- **Directions**
Put every one of the rows below into a two-column CSV with the header text,answer, one line per row. Quote each field, and replace any line breaks inside a field with spaces.

- **Provided records**
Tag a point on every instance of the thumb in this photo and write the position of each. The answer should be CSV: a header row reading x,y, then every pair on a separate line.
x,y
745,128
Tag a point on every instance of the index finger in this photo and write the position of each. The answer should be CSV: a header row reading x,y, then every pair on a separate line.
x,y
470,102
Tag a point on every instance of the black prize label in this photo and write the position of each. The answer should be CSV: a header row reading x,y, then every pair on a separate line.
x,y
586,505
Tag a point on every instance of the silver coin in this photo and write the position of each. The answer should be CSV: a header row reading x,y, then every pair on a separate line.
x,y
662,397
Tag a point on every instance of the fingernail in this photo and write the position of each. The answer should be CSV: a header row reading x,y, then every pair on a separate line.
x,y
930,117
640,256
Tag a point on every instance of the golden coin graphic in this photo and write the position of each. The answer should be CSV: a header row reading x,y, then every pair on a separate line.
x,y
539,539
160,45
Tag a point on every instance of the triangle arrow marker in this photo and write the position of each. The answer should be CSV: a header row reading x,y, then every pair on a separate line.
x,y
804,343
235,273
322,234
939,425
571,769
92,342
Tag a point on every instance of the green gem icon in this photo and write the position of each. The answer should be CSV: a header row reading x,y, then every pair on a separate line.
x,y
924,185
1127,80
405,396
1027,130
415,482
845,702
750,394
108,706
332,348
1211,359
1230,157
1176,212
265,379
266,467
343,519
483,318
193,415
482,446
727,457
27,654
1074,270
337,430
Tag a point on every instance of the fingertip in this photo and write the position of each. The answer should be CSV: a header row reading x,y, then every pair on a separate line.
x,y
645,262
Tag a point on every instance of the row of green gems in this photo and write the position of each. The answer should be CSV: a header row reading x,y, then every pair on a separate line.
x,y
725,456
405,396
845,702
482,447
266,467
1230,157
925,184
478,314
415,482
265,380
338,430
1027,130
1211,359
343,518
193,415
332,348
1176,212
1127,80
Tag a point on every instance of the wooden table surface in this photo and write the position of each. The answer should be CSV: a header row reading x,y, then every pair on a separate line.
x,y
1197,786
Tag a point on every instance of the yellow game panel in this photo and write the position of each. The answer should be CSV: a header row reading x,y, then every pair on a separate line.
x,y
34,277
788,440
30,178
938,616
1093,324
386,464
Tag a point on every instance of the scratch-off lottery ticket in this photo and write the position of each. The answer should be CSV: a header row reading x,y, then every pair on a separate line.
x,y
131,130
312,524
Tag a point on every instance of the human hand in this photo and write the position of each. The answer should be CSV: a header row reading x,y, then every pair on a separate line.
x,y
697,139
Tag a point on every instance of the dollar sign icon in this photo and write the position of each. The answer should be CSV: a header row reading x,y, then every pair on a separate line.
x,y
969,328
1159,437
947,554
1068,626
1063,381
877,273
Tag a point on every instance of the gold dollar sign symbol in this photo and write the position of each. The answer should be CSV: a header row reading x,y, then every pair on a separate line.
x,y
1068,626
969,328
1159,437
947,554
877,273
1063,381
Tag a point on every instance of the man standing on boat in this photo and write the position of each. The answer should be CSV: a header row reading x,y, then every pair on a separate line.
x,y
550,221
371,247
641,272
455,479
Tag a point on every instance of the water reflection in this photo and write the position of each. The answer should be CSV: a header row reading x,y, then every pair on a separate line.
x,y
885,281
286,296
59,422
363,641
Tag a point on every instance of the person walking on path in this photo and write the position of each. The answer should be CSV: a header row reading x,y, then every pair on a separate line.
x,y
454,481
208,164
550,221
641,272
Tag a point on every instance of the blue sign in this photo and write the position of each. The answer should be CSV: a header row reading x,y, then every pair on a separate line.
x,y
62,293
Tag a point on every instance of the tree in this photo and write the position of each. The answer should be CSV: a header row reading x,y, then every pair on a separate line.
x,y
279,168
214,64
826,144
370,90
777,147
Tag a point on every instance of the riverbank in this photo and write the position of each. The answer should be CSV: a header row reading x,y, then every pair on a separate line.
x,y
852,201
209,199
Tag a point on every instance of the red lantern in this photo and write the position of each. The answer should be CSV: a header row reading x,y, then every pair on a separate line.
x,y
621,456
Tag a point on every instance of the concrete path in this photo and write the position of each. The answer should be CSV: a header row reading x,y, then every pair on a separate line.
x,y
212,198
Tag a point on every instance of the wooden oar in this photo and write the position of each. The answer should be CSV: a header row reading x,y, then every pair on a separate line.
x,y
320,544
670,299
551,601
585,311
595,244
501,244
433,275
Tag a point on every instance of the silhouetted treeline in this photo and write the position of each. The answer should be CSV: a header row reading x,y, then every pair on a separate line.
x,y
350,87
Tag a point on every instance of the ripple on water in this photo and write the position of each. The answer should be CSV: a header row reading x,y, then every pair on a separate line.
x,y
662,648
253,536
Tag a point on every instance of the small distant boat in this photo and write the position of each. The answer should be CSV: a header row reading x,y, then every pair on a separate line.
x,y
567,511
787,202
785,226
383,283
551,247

- **Response to this task**
text,answer
"Tag a point on every instance of the thumb in this photo and write the position of each. The answer should be CSV: a header row reading x,y, then every pair on a separate line.","x,y 745,128"
"Tag a point on every instance of the index finger in this photo and write the position of each. The answer should be CSV: a header row reading x,y, then every pair on a separate line.","x,y 470,102"
"Tag a point on every instance of the black prize label in this photo and write the position of each. The answer should be CSV: a header row reading x,y, then every pair on a separate line.","x,y 586,505"
"Tag a point on every instance of the silver coin in this photo and write the position of each. The answer should be CSV: a header row reading x,y, then every pair on a separate line.","x,y 662,397"
"Tag a point on every instance of the fingernail in this photo and write the position of each. The answer should be CSV: a header row reading x,y, then every pair on a separate line.","x,y 930,117 640,256"
"Tag a point on every instance of the golden coin graphic in this photo and write the position of each. The answer should be CSV: a header row reading x,y, then every pair on a separate line.","x,y 539,539 160,45"
"Tag a point on every instance of the triangle arrow marker in this photo and write the position of each. The answer should be CSV: a header row reading x,y, then every pair on a separate line.","x,y 804,343 235,273 322,234 939,425 571,769 92,342"
"Tag a point on every instance of the green gem icon in this photo and write the position of each. The answer should be CSV: a header row reading x,y, then every pair on a separate line.","x,y 924,185 1127,80 405,396 1027,130 415,482 845,702 750,394 108,706 332,348 1211,359 1230,157 1176,212 265,379 266,467 343,519 483,318 193,415 482,446 727,457 27,654 1074,270 337,430"
"Tag a point on every instance of the fingertip in this photo and write the position of each. The answer should be CSV: a header row reading x,y, then every pair on a separate line.","x,y 645,262"
"Tag a point on every instance of the row of green gems in this photo and write the position of each. The answer should be CSV: a header row reading x,y, then every pair on a separate line.","x,y 725,456 405,396 845,702 482,447 266,467 1230,157 925,184 478,314 415,482 265,380 338,430 1027,130 1211,359 343,518 193,415 332,348 1176,212 1127,80"
"Tag a point on every instance of the wooden table surface in this photo and write the position of each. The answer should be CSV: a header row reading x,y, then every pair on a separate line.","x,y 1197,786"
"Tag a point on every instance of the yellow game panel in this photo and write the position of each. The answer should be CSV: a header row reading x,y, then every pair on a separate line.","x,y 34,277 788,440 30,178 938,616 1093,324 386,464"
"Tag a point on every instance of the scratch-off lottery ticket in this photo and write the position of each. The answer should be CSV: a header row reading x,y, then every pair on a separate line.","x,y 131,130 312,524"
"Tag a point on every instance of the human hand in this photo and write the position of each. The answer should be CSV: a header row reading x,y, then every pair on a separate line.","x,y 697,139"
"Tag a point on every instance of the dollar sign icon in this photo and write the position of each. The answer should be CSV: a header row reading x,y, then every pair on a separate line.","x,y 969,328 1159,437 947,554 1068,626 1063,381 877,273"
"Tag a point on every instance of the gold dollar sign symbol in this photo and write the position of each. The answer should be CSV: a header row reading x,y, then every pair on a separate line.","x,y 1068,626 969,328 1159,437 947,554 877,273 1063,381"
"Tag a point on every instance of the man standing on boat in this photo and write the position of each. The answer should be CSV: a header row reading x,y, then every pair on a separate line.","x,y 550,221 371,247 641,272 455,479"
"Tag a point on every instance of the water reflection in this photo and write the position of each. The answer should be CSV: a header row reading x,y, then every pair on a separate line.","x,y 885,281 286,296 59,422 363,641"
"Tag a point on every instance of the person walking on path in this photo and write the position of each. The answer should be CSV: a header row reading x,y, then every pair on a separate line.","x,y 454,481 208,164 550,221 641,272"
"Tag a point on every instance of the blue sign in this photo and write the position of each. The answer should be CSV: a header row reading x,y, then every pair on a separate line.","x,y 62,293"
"Tag a point on every instance of the tree in this photo and write the position of each. The answer should be CSV: a header row reading x,y, then every pair on a separate line.","x,y 279,168 214,64 826,144 370,90 777,147"
"Tag a point on every instance of the riverbank in this photo and write the position of each. The answer should be CSV: a header row reading x,y, then every pair on a separate line.","x,y 852,201 209,199"
"Tag a point on every instance of the red lantern in this photo and write the position of each. The answer should be CSV: a header row reading x,y, then every pair on a separate line.","x,y 621,456"
"Tag a point on every instance of the concrete path in this photo and write the position of each. The answer should be CSV: a header row reading x,y, then every pair on a separate line.","x,y 212,198"
"Tag a point on every instance of the wooden oar in this photo and write the position of each. The answer should be CSV: a header row reading x,y, then every pair on a separate line.","x,y 320,544 670,299 551,601 585,311 595,244 501,244 433,275"
"Tag a point on every instance of the silhouetted treeline in this photo and write the position of each. The answer should be CSV: a header row reading x,y, then every pair on a separate line.","x,y 350,87"
"Tag a point on every instance of the ripple on water in this photo and write the position of each. The answer should be CSV: a header row reading x,y, then every pair on a separate line.","x,y 662,648 253,536"
"Tag a point on every instance of the small distant boat in this photo and write the position of each. The answer should be CSV: a header row reading x,y, then every pair on a separate line.","x,y 567,511 787,202 785,226 383,283 551,247"